-- Task details --
Take the records underneath and set them down exactly.

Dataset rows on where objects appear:
────────────────────
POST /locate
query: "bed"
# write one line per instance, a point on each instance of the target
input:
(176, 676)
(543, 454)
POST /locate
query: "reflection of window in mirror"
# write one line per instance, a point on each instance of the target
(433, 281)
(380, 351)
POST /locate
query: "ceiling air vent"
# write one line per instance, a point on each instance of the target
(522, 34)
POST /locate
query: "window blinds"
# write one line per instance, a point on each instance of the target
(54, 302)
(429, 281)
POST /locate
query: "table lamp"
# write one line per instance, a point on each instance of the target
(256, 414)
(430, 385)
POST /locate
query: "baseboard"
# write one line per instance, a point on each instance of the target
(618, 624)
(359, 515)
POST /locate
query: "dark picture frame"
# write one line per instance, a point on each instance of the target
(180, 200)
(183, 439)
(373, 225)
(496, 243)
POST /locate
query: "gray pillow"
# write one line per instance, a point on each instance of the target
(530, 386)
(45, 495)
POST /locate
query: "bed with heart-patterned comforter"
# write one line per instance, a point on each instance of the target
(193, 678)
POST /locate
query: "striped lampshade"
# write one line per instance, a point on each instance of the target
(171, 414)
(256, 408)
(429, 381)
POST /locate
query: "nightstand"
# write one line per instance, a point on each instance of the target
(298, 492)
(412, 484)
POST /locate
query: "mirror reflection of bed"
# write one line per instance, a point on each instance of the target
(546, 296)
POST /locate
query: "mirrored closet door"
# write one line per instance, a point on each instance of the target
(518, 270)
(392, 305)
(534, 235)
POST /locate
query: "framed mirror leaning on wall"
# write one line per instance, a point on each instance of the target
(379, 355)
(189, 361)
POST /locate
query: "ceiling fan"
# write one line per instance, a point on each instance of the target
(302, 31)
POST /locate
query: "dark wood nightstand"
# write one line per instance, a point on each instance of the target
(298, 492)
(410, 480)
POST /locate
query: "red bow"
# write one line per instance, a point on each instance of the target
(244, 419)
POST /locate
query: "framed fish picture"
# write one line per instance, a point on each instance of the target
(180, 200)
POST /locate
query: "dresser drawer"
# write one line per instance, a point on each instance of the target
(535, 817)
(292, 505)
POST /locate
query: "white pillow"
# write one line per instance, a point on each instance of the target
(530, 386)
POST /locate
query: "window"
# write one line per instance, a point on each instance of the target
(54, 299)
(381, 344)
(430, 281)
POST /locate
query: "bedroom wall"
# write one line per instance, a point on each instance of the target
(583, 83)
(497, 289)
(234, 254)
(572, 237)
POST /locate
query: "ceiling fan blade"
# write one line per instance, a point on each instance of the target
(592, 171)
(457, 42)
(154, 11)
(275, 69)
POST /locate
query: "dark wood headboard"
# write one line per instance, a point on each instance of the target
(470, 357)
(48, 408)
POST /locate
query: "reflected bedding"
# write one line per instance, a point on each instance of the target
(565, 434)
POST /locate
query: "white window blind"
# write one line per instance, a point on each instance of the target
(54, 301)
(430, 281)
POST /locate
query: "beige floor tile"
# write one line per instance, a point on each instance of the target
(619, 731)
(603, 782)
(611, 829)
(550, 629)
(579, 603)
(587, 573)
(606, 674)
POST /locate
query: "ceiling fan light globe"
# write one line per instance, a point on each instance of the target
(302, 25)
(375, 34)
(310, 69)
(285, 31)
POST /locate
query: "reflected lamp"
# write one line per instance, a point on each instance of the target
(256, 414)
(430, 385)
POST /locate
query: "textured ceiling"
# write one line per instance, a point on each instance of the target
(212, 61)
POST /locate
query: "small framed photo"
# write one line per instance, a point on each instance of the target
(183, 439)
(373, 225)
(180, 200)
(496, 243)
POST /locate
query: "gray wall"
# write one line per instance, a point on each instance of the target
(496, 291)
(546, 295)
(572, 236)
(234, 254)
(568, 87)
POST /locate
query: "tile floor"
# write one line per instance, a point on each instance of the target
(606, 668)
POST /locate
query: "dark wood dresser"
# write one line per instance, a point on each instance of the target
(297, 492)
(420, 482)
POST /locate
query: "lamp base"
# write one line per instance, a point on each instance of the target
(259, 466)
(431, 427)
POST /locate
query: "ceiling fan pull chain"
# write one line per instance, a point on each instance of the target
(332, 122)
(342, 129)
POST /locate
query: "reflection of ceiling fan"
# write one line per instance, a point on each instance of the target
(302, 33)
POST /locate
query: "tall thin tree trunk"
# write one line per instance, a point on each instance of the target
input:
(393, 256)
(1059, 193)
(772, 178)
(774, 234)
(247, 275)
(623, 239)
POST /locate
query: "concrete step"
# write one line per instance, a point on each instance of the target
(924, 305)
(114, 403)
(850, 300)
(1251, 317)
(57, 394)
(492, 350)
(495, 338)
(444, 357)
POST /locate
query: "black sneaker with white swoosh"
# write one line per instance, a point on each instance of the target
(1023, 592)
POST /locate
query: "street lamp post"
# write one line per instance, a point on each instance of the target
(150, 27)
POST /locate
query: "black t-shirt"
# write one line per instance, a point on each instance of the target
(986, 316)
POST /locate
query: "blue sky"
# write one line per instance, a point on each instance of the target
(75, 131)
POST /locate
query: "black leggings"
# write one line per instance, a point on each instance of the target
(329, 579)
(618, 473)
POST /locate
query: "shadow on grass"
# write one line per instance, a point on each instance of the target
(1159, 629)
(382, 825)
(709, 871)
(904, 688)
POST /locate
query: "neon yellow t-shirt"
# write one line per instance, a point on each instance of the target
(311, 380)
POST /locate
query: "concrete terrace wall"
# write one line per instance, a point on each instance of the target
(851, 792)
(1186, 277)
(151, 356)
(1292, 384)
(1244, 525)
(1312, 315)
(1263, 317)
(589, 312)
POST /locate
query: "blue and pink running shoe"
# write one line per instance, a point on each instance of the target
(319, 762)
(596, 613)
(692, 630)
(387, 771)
────────────────────
-- Expected answer --
POST /locate
query: "bed"
# write one line per instance, a point on each instance of the target
input:
(176, 676)
(543, 454)
POST /locate
query: "reflection of window in mirror"
# write one line per instance, a point on each instance of the target
(433, 281)
(380, 351)
POST /locate
query: "ceiling air vent"
# write one line per instance, a point on each instance of the target
(522, 34)
POST /locate
query: "window blinds"
# write one line per instance, a point on each instance of the target
(54, 302)
(429, 281)
POST /locate
query: "table lamp"
# write one line per instance, a point on each instance of the target
(256, 414)
(430, 385)
POST /locate
query: "baseboard"
# write one line per instance, a point on each instance of the target
(618, 624)
(359, 515)
POST /locate
query: "dark picture frame"
# write one line per instance, a point on each instance of the target
(180, 200)
(183, 439)
(373, 225)
(496, 243)
POST /locate
query: "gray pillow"
# write one line per instance, a point on each instance of the target
(530, 386)
(45, 495)
POST /locate
query: "bed with heart-patterned comforter"
# write one line per instance, a point on each instance of the target
(193, 678)
POST /locate
query: "striped lampshade"
# write one line per instance, a point on each instance of the target
(171, 414)
(256, 408)
(429, 381)
POST /locate
query: "nightstand"
# write one line per instance, a point on each instance of the target
(298, 492)
(412, 484)
POST /locate
query: "mirror reflection of bed"
# write one line per instance, a point on each instance of the target
(546, 296)
POST /locate
query: "mirrored closet door"
# write one line per instance, a point on each instance of the target
(518, 270)
(392, 305)
(534, 235)
POST /locate
query: "framed mirror leaning on wall"
# write one line per instance, a point on each instance of the target
(379, 355)
(189, 361)
POST /locate
query: "ceiling fan"
# write one line per instance, a point on each instance of the target
(302, 31)
POST /locate
query: "dark wood nightstand"
# write one line per instance, a point on each instance of the target
(298, 492)
(410, 480)
POST /locate
query: "red bow"
# write one line per instance, a point on each instance of the target
(244, 419)
POST /locate
query: "framed fish picture"
# write one line per instance, a point on each instance of the target
(180, 200)
POST /locate
query: "dresser drawer"
# write one line per instance, a point on each instance of the target
(535, 817)
(292, 505)
POST /locate
query: "white pillow"
# write one line per instance, a point on each instance of the target
(530, 386)
POST /locate
query: "window"
# write one line per instance, a point on each instance of the target
(54, 299)
(381, 344)
(430, 281)
POST /locate
query: "bedroom wall"
# write one line per instance, a point on each instance of the target
(583, 83)
(497, 289)
(234, 254)
(572, 237)
POST /locate
query: "ceiling fan blade"
# write one line per instance, a point on each instance of the target
(592, 171)
(457, 42)
(154, 11)
(275, 69)
POST /locate
query: "dark wood headboard"
# write one line per instance, a point on each instance of the target
(470, 357)
(48, 408)
POST /locate
query: "reflected bedding"
# write one line per instance, a point on each instance of the target
(565, 434)
POST /locate
query: "white window blind"
# write one line per instance, a point on each instance of the target
(54, 301)
(430, 281)
POST /locate
query: "beige floor tile"
# write one line per instance, a point on each instance of the target
(619, 731)
(603, 782)
(611, 829)
(550, 629)
(579, 603)
(587, 573)
(606, 674)
POST /locate
query: "ceiling fan light globe"
# write one line per instance, a point on each instance of the target
(302, 25)
(375, 34)
(310, 69)
(285, 31)
POST /locate
query: "reflected lamp"
# write one line per instance, a point on each instance of the target
(256, 414)
(430, 385)
POST /locate
query: "textured ceiling"
# write one line per instance, a point on each instance of the target
(212, 61)
POST /locate
query: "small framed photo"
# write one line per instance, a point on each instance of the target
(183, 439)
(373, 225)
(180, 200)
(496, 243)
POST /locate
query: "gray wall"
# write one line per instance, a point on each instance of the target
(496, 291)
(546, 295)
(572, 236)
(234, 254)
(568, 87)
POST /locate
query: "tile floor"
# write one line per instance, a point on each instance of the target
(606, 668)
POST /locate
query: "dark wood dresser"
# write one line per instance, a point on each instance of the target
(297, 492)
(420, 482)
POST /locate
query: "lamp base"
# write one line per instance, a point on each instance of the target
(259, 466)
(431, 427)
POST /locate
query: "ceiling fan pull chain"
# write one line per instance, a point on each instance of the target
(332, 122)
(342, 129)
POST /locate
query: "reflection of ceiling fan"
# write one line per instance, a point on each instance of the target
(302, 33)
POST /locate
query: "tall thin tree trunk"
# write one line per instance, a point on each instance of the target
input:
(393, 256)
(1059, 193)
(772, 178)
(774, 234)
(247, 275)
(623, 239)
POST /locate
query: "concrete step"
# write one line per instance, a point on each instance of the target
(924, 305)
(114, 403)
(850, 300)
(1251, 317)
(57, 394)
(492, 350)
(495, 338)
(444, 357)
POST /locate
query: "black sneaker with white swoosh"
# write one line per instance, a point on each instance of the target
(1023, 592)
POST /locate
query: "street lamp post"
# write one line per instance, a point on each instance of the target
(150, 27)
POST /locate
query: "black t-shirt"
# write one line per instance, a point on each instance of the target
(986, 316)
POST /locate
query: "blue sky"
# write one line per instance, a point on each instance of the target
(75, 131)
POST /locate
query: "black leggings"
# write one line per instance, a point on each instance of the target
(329, 579)
(618, 473)
POST /locate
query: "shadow on grass"
# write one line per instance, a point on each instance of the target
(1159, 629)
(382, 825)
(709, 871)
(904, 688)
POST /locate
query: "neon yellow t-shirt"
# write one line per instance, a point on each instance of the target
(311, 380)
POST /locate
query: "concrete terrace wall"
# write one line per instance, a point on each instance of the target
(851, 792)
(1186, 277)
(151, 356)
(1292, 384)
(1244, 525)
(1312, 315)
(1263, 317)
(589, 312)
POST /locate
query: "blue and pink running shoe"
# write one line per instance, a point on each instance of the target
(319, 762)
(596, 613)
(692, 630)
(387, 771)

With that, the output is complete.